# [Assignment]
Apart from the images, repeat the data below exactly as written.

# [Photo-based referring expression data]
-=-=-=-=-

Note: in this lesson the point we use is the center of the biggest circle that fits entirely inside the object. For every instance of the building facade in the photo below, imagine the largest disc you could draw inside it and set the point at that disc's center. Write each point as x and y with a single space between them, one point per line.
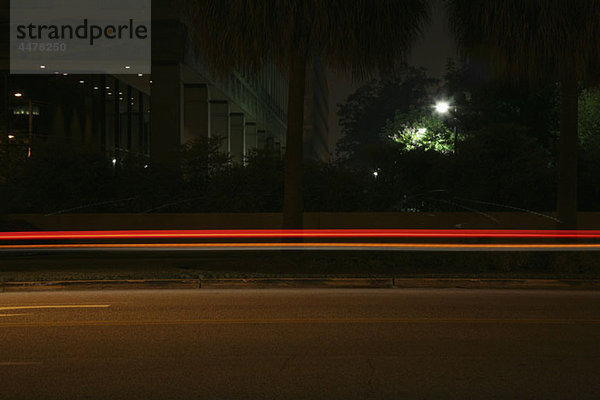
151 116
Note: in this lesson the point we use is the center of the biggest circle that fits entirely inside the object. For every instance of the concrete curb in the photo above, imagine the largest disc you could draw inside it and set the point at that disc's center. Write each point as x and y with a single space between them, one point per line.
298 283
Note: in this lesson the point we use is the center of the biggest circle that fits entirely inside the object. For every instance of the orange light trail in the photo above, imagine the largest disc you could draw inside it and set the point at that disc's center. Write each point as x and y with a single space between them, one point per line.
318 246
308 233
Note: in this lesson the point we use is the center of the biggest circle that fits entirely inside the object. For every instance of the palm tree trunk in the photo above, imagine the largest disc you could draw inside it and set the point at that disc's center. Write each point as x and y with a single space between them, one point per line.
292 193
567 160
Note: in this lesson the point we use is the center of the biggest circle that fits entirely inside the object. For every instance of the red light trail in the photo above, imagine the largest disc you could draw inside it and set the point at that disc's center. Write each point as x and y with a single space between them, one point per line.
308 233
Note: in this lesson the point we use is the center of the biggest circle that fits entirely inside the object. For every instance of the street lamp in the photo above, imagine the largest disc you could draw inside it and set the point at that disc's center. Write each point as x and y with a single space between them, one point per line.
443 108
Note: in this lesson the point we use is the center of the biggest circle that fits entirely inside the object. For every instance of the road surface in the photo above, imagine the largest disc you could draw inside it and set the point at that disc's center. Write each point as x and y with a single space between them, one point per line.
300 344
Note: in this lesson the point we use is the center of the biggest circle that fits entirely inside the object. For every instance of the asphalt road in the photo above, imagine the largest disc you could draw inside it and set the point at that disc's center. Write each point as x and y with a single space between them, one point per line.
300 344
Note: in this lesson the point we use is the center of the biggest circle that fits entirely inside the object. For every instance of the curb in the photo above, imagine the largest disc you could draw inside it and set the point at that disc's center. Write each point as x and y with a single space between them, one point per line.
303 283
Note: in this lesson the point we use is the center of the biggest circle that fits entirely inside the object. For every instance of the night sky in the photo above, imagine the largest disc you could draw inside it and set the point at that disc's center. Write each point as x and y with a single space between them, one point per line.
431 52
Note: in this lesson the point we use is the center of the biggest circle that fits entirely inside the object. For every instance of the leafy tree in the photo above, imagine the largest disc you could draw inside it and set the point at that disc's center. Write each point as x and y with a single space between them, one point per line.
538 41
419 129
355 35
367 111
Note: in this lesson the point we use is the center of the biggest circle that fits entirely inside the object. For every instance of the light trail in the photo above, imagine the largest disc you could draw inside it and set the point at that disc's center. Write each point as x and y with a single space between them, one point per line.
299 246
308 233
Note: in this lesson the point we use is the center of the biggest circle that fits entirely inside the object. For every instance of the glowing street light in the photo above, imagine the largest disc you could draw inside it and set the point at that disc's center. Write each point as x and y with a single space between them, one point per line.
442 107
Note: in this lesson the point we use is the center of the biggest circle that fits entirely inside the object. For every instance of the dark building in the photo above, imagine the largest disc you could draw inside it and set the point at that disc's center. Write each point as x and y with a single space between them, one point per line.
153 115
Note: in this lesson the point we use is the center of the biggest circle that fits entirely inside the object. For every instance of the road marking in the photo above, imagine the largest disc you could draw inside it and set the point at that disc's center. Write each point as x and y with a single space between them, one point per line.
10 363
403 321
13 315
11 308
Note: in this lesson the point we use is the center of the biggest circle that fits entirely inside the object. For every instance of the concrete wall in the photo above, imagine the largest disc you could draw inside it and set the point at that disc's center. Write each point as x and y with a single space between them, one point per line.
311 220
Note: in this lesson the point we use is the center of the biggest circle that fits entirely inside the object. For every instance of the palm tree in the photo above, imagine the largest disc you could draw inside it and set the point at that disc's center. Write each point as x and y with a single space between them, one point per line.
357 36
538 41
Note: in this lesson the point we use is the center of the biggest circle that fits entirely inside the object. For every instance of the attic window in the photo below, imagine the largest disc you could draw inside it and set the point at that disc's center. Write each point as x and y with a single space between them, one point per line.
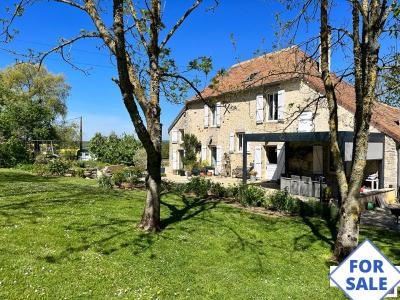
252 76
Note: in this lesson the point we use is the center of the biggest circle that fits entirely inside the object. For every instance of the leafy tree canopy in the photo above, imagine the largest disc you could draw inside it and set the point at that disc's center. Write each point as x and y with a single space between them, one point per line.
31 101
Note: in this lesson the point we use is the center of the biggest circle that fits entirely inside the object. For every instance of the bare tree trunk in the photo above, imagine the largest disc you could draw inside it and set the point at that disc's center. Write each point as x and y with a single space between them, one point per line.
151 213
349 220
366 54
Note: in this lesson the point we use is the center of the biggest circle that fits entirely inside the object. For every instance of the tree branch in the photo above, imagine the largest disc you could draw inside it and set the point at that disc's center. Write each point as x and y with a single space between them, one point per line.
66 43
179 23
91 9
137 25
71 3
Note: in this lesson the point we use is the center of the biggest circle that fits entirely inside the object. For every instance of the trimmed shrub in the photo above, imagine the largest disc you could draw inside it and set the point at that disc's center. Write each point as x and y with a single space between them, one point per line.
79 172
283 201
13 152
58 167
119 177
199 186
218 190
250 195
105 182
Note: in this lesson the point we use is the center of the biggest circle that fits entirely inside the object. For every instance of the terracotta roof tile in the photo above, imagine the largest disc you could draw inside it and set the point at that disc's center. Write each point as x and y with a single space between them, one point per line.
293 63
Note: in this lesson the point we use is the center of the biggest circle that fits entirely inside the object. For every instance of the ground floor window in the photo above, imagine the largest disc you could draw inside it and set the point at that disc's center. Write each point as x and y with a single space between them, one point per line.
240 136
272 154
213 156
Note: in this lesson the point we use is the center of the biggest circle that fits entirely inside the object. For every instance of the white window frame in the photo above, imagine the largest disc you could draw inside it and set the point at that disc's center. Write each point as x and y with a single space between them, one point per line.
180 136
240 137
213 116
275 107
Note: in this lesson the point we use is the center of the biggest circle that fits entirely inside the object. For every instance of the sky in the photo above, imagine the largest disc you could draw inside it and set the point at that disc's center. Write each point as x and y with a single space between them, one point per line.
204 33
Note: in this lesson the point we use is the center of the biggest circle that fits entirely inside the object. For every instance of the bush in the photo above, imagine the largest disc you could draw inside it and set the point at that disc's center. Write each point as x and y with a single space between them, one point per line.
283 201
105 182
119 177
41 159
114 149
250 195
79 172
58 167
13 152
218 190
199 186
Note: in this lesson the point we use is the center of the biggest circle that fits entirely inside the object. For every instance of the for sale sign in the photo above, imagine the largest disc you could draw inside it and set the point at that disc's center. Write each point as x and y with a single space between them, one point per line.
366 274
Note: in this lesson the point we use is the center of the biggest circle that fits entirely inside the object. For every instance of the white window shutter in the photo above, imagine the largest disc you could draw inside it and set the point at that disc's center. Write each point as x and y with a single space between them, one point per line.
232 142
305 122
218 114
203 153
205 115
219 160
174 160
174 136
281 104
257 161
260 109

-=-=-=-=-

# [Response area]
Note: in this lesson the point we use is the center of the biggest circle that fits entirely inside the object. For every instance of the building facade in the photo below, imagine the largest disc you could draw inside it and set the point at that disc's center. Write each point as x and y with a single space between them, one point per line.
151 116
Note: in this lesson the point we use is the center of the biggest circle that fits entirely inside the object. For every instance of the concrete curb in the photo above, imagine the largest disc you could draw inside it and set the point at that disc's center. Write each point as x and y with a single space between them, one point per line.
298 283
Note: in this lesson the point we use is the center of the biggest circle that fits entirely inside the object. For every instance of the orange light trail in the photo above, imagine the largest disc you could draw inside it and set the point at that disc's center. Write each point as x and y with a single space between them, one point per line.
318 246
308 233
Note: in this lesson the point we use is the center of the biggest circle that fits entirely inside the object. For every instance of the palm tree trunk in the photo above, imagine the largest disc you could draw inside it and set the point at that disc's center. Write each point as x and y with a single space between them, one point per line.
292 193
567 160
Note: in this lesson the point we use is the center of the biggest circle that fits entirely inside the object. For every instance of the red light trail in the photo above, imagine the largest disc you could draw inside it and set the point at that disc's center. Write each point as x and y with a single space between them, one point per line.
308 233
Note: in this lesson the point we use is the center of the biggest circle that fits entirely inside the object. For every instance of the street lamp in the photo above, imagine the largest disc you could draw inside it and set the point at that disc's center. Write each point as x and y with a single space between them, one point per line.
443 108
Note: in this lesson the point we use is the center of the biggest circle that fits entirely inside the object. For every instance of the road surface in the photo above, imagine the largest disc you could draw inside it and set the point at that disc's center. Write each point as x and y with a single space between them, one point per line.
300 344
Note: in this lesson the point we use is the center of the biggest circle that fits entirely inside the object. For every instance of the asphalt road in the photo above, imagine the largest disc you could draw inside it and set the point at that disc's center. Write each point as x and y with a single space between them, one point per line.
300 344
Note: in this lesson the point we use is the center of the biggest circle that fits entirely inside the object. For every instance of the curb in the photo above, imagine the largest disc you could draw inside it and set the point at that disc's center. Write each point as x and y with a single space between them, one point per line.
303 283
Note: in this lesson the point we use is the center of the biggest circle that fits entirely inside the object. For every instance of the night sky in the photo above, imagine the largest disc you could draw inside it and set the point at that disc's center. Write each point as x and y with a single space between them, one point per line.
431 52
Note: in this lesson the point we use is the center of the biggest circle that fits entirely inside the object. For every instance of the leafy tree in the photo above, imagine the largest disc you could draw inside it and set the point at that disc's center. Write each point as x and y with a single space between them, one point per line.
538 41
419 129
355 35
367 111
Note: in this lesson the point we use is the center of the biggest circle that fits entirely inside the object. For every instance of the light trail in the photo above, imagine the largest disc you could draw inside it and set the point at that disc's center. Write each point as x and y with a single space between them, one point per line.
299 246
308 233
Note: in this lesson the point we use is the center of the biggest circle that fits entirely inside the object. For every instance of the glowing street light in the photo above, imagine the largest disc you could draw inside it and set the point at that disc's center. Write each point as x and y with a single space between them, one point per line.
442 107
Note: in this lesson the point we use is the center of the biggest circle that fits entirely inside the object. For every instance of the dark building in the photo above, imagine the largest disc you could draw inside it and set the point at that disc's center. Write each point as x and y with a single space between them, one point per line.
153 115
Note: in this lesson the point we use is the center of the biggest circle that fits entirely inside the object. For every instance of the road marking in the photo above, imagine the largest disc you could draw inside it and set the point at that disc's center. Write each point as x and y with a single space between them, one point per line.
10 363
403 321
13 315
11 308
Note: in this lesson the point we use is the center of the biggest circle that fits entirely inside the object. For every instance of the concrete wall in the photo above, imagine the largest disc you could draw inside it and set the point at that disc's center. Write each point as x and y with a single space between them, one point per line.
311 220
Note: in this lesson the point we use is the center of the biggest circle that fits entirely inside the object. For every instance of the palm tree in the photo above, imagine the largest disc you could draw inside it and set the point at that disc's center. Write each point as x and y with a single space between them, one point per line.
357 36
538 41
Note: in this lesson the point we use is the center of the biggest circle that fits entirely inside the object. For every instance of the attic window in the photo below, imagine the largest disc you could draw inside it and set the point at that disc's center. Write each point as x and y with a single space between them, one point per line.
252 76
Note: in this lesson the point we use is the center of the biggest circle that fits entirely inside the object. For every instance of the leafy tree canopy in the photo above, imagine the largest disc you could draw inside it and set the point at that disc's center. Write each point as x and y with a single space between them, one point per line.
31 101
Note: in this lesson the point we use is the center of the biggest circle that fits entirely inside the object. For every instance of the bare tree trunk in the photo above, imagine the largest disc you could draw inside it and set the point at that disc's center. Write each point as x and y with a single space between them, one point per line.
151 213
349 220
366 54
Note: in this lesson the point we use is the center of the biggest circle that fits entirely inside the object. For every instance of the tree branch in the photo above, imagine the largest disc you could draw inside it and set the point at that disc's center. Write each point as x and y with a single space between them, one point per line.
66 43
179 23
91 9
137 25
71 3
Note: in this lesson the point we use is the center of the biggest circle that fits entirely inside the object. For every instance of the trimmed shrub in the photo above, imagine the largest disc you could draw inside it and set the point at that disc's center. Write each point as x and y with a single space between them, one point per line.
79 172
283 201
13 152
58 167
119 177
199 186
218 190
250 195
105 182
Note: in this lesson the point we use is the center of the biggest circle that fits entirely inside the object. For every instance of the terracotta roof tile in the photo above, imagine the largest disc you could draw inside it and set the point at that disc's center. Write each point as x and y with a single space between them, one point per line.
293 63
Note: in this lesson the point we use is the center of the biggest circle that fits entirely inside the object. For every instance of the ground floor window in the photo above, imagine the largest disc you could draw inside it and set the point at that disc's center. Write each point as x and y with a single space between them, one point per line.
240 136
272 154
213 156
Note: in this lesson the point we use is the center of the biggest circle that fits entirely inside the object. For every instance of the white window frame in the photo above, imagine the largest disc you could draw inside it and set the point at that disc's center. Write each point as x and y with a single space between them, one point per line.
180 136
240 137
213 116
275 107
Note: in this lesson the point we use is the center of the biggest circle that fits entirely inside the object. For every instance of the sky in the photo above, imagine the largest disc you could draw inside it and set the point at that disc's center. Write each point as x and y with a single space between them, one point per line.
204 33
Note: in this lesson the point we use is the center of the biggest circle that fits entirely inside the object. For every instance of the bush in the photo above, imagine the largest disc you could draw inside it and set the point at that disc's center. Write each point as x and y with a single space between them, one point per line.
283 201
105 182
119 177
41 159
114 149
250 195
79 172
58 167
13 152
218 190
199 186
Note: in this lesson the point we use is the center of the biggest circle that fits entirely inside the object. For every instance of the for sale sign in the photo above, imagine the largest disc you could draw inside it and set the point at that disc's center. Write each point as x and y with a single space between them, one point per line.
366 274
Note: in this lesson the point we use is the center of the biggest circle that fits entirely inside the object. For every instance of the white window shutter in the photo above, imagine the largest disc you could draw inside it and set the point at that disc's center. Write each point as x and y with a single space between them, one point per line.
232 142
305 122
218 114
203 153
205 115
219 160
174 160
174 136
281 104
257 161
260 109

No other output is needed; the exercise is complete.